WHAT YOU SHOULD DO: Count the lines in the records below that contain the string "segment", with case counting, and give only the number.
◆ ◆ ◆
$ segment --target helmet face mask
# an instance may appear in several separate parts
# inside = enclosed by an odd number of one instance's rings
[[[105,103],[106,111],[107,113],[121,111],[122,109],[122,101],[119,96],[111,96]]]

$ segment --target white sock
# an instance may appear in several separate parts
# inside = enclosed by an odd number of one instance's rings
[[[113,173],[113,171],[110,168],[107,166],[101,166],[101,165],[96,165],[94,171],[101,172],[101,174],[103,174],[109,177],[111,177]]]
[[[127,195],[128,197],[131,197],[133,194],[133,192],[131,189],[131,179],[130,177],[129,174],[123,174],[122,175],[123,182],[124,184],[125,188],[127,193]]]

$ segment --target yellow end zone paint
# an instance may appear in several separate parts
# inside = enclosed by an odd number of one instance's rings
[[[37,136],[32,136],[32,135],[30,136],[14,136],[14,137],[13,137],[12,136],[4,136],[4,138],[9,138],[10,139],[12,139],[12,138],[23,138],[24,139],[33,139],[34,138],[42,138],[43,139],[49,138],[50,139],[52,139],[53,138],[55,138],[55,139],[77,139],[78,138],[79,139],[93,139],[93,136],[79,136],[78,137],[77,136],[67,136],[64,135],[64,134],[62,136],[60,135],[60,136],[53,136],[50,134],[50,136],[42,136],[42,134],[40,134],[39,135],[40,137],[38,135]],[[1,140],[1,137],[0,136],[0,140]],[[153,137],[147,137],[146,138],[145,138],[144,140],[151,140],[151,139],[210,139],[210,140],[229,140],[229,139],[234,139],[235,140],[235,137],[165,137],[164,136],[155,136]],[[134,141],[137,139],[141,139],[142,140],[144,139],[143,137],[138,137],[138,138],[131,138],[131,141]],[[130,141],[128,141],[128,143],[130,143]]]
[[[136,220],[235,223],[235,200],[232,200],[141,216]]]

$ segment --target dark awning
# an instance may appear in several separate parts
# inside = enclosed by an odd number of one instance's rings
◆ ◆ ◆
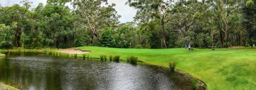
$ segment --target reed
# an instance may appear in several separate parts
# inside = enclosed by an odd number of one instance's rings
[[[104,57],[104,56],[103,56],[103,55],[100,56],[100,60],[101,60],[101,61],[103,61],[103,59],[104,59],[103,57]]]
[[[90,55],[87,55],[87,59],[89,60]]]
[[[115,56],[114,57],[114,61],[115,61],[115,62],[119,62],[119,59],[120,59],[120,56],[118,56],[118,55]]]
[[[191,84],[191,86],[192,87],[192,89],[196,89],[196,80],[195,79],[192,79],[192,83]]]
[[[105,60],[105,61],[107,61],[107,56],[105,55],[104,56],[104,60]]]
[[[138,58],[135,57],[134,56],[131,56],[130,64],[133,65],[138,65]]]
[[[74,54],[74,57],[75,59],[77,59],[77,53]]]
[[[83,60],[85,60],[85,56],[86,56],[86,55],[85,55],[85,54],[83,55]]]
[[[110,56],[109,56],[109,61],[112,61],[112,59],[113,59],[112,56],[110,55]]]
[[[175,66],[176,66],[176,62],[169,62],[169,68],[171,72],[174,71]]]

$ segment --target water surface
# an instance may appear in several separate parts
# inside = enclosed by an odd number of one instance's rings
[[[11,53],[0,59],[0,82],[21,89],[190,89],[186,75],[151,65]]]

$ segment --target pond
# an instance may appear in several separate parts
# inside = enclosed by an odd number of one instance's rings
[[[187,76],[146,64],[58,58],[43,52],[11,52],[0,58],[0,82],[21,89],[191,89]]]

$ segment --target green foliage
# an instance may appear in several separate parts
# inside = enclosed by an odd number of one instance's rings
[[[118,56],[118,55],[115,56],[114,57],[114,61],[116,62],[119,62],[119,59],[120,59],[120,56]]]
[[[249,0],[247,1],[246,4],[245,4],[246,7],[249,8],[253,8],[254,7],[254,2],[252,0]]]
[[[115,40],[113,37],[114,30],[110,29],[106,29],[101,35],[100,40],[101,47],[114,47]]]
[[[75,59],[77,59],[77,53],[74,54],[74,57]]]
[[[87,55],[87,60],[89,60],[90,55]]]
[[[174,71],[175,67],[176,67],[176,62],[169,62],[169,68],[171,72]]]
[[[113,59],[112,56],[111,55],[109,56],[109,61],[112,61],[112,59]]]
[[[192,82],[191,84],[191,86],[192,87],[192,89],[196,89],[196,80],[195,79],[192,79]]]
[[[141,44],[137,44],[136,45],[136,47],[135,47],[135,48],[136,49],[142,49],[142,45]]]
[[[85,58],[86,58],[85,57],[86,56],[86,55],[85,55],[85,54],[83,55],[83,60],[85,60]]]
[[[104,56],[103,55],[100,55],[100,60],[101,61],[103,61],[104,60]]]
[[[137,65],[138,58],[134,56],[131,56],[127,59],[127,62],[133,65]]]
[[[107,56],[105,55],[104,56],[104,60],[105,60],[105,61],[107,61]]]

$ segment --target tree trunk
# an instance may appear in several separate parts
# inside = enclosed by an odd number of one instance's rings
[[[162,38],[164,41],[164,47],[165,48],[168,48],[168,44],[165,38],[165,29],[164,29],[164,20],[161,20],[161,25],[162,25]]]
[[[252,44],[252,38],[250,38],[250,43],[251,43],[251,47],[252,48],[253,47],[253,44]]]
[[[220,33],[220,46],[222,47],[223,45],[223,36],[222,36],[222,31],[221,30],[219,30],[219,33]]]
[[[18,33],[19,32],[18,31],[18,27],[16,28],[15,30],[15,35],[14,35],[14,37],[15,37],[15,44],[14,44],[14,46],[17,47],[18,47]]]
◆ ◆ ◆
TASK RESPONSE: 9